> _What is being asked_: Restate each line of the listing exactly, without carrying over any pictures.

Records from a collection
##############################

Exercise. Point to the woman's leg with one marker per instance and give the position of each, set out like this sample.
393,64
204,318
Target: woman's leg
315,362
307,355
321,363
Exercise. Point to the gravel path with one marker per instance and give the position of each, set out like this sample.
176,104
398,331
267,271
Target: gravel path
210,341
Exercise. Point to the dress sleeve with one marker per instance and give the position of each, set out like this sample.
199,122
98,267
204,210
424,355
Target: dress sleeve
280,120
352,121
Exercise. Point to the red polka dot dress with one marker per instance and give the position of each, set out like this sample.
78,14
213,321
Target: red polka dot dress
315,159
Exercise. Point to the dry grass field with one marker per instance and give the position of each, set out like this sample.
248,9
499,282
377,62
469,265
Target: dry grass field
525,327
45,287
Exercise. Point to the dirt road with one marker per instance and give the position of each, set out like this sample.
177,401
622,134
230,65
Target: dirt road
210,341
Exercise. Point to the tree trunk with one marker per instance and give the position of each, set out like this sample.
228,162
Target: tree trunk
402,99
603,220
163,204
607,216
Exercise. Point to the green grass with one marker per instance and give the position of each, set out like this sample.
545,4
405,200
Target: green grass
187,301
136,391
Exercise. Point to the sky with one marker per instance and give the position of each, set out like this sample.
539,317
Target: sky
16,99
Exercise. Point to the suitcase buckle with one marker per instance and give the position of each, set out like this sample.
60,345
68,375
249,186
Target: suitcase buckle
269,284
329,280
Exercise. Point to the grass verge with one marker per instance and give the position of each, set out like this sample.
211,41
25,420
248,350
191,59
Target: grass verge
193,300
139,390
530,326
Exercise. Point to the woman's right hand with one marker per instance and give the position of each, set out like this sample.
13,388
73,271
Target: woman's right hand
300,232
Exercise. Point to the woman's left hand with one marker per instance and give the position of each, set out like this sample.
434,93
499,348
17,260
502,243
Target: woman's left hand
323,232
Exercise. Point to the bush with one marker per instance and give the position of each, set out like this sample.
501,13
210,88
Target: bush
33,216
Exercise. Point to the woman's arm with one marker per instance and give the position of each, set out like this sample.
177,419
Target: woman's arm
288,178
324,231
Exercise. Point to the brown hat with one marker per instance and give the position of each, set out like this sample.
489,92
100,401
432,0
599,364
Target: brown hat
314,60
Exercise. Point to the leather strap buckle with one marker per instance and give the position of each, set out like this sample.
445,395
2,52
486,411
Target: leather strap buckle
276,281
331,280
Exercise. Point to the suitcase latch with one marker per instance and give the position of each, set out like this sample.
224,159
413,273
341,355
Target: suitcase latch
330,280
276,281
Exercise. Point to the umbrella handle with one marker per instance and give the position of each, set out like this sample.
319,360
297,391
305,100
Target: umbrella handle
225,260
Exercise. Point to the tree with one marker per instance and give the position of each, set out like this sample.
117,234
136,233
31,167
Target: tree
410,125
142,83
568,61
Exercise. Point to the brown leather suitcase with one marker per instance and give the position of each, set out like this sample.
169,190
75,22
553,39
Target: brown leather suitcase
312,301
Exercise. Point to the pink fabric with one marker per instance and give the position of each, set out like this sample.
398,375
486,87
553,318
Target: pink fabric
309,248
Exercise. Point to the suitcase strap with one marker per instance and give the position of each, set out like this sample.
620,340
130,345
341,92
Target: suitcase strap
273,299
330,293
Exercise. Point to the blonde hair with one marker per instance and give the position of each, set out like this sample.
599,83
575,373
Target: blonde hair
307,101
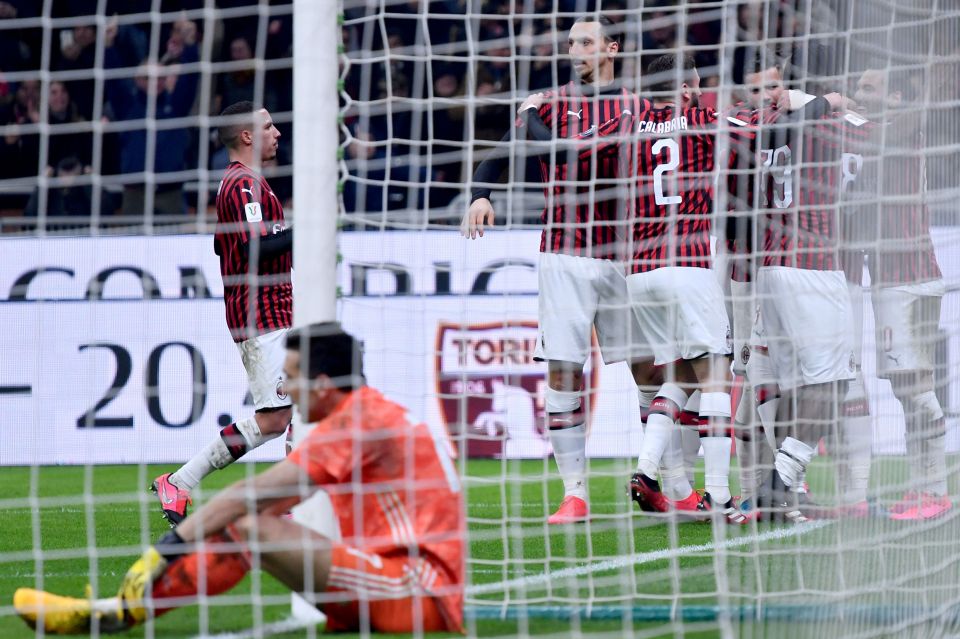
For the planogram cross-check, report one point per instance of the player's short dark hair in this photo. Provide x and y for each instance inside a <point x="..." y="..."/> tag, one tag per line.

##############################

> _Task response_:
Exercise. Point to the woman's leg with one marker per instance and give the position of each, set out like this sample.
393,64
204,318
Target: woman's leg
315,362
307,355
321,363
Exercise. Point to the gravel path with one marker per instance and give the position of each, set out like this sample.
176,104
398,331
267,271
Target: gravel path
210,341
Exercise. Point to the dress sleeve with one marker per instance and give the position of each, set out like this sample.
199,122
98,267
204,210
424,355
Target: dress sleeve
280,120
352,121
Exercise. Point to the red polka dot dress with one marker per instance and give the position of each, set out like this sample.
78,14
213,321
Target: red polka dot dress
315,159
Exercise. Point to the dry grass field with one marker per instance and give the position of each, set out like this sample.
248,9
499,282
377,62
469,265
Target: dry grass field
525,327
45,287
Exercise. Point to the dirt road with one marker per instance and give the position of each, set out like this sample.
177,401
622,134
230,65
Target: dirt road
210,341
Exercise. Point to the tree trunk with one marker per instance and give the position of each, set out like this sample.
228,162
Target: tree trunk
402,99
603,220
163,204
607,216
Exercise. Point to the green grass with one marker per instance and give the position of each, set out like this sample.
545,4
405,200
Target: green grass
187,301
136,391
Exercise. Point to the sky with one marker per instance and give the position of each, set out like this sample.
539,317
Target: sky
16,99
Exercise. Point to the suitcase buckle with one marker per instance and give the position of each, set out like this sample.
60,345
68,375
249,186
Target: suitcase buckle
269,284
329,280
Exercise. Point to the grass verge with one marker per instance and give the position of each, set out like this sample.
211,41
25,420
248,350
191,59
Target: grass verge
193,300
139,390
530,326
Exercise. Point to the woman's right hand with one marker per instance and give the position of each, set out like this sample.
13,388
73,271
Target: woman's right hand
300,232
Exercise. Point to the woman's left hand with one marker per instance and give the position of each, set out like this sample.
434,93
499,348
17,260
502,243
Target: woman's left hand
323,232
Exercise. Point to the bush with one marker per instance and give the position of each, set out like this sample.
501,13
210,88
Target: bush
33,216
Exercise. Point to the woman's arm with one marker per instance and give the position of each, set out like this sample.
177,419
Target: woman's arm
288,178
324,231
Exercise. Point to the brown hat with one marker per instance and give the position of each, set out like this sample.
489,92
100,401
432,0
599,364
Target: brown hat
314,60
Exercise. Point to the leather strap buckle with one marker per instance and give the position of each, set out like this sample.
445,395
2,52
486,411
Target: leather strap buckle
276,281
331,280
Exercise. Point to the suitcase latch with one marker per instance and give the position of each, set out like this sample.
224,159
413,273
341,355
Target: suitcase latch
330,280
276,281
Exercise. Point to the umbrella handle with one marker per instance and give the position of each, set out like this sample.
319,360
297,391
305,100
Target: umbrella handle
225,260
Exercise. Point to the tree with one marker per instance and give the position of each, set out like this sample.
117,234
136,233
31,167
Target: tree
410,125
142,83
568,61
Exercise. Point to the brown leather suitcase with one marker per instance and give the position of each, set out like this sample.
169,190
75,22
553,39
Target: brown leather suitcase
312,301
Exercise. Point to the pink fabric with one marker per instance and give the position of each, set out like this sample.
398,375
486,87
553,318
Target: pink fabric
309,248
Exercise. Point to the suitcase strap with one marker per instance and give the position of each, set out like this sample.
620,340
130,345
341,92
Target: suitcase strap
273,299
330,293
Exercise. Point to the blonde hair with one marker per instance and give the position of each, set out like this sample.
599,83
575,373
Target: blonde hair
307,101
For the planogram cross-check, report one point per instance of the player's short dark hair in this photo. Provide x and y for each instance inside a <point x="..." y="..."/> tag, one tag per line.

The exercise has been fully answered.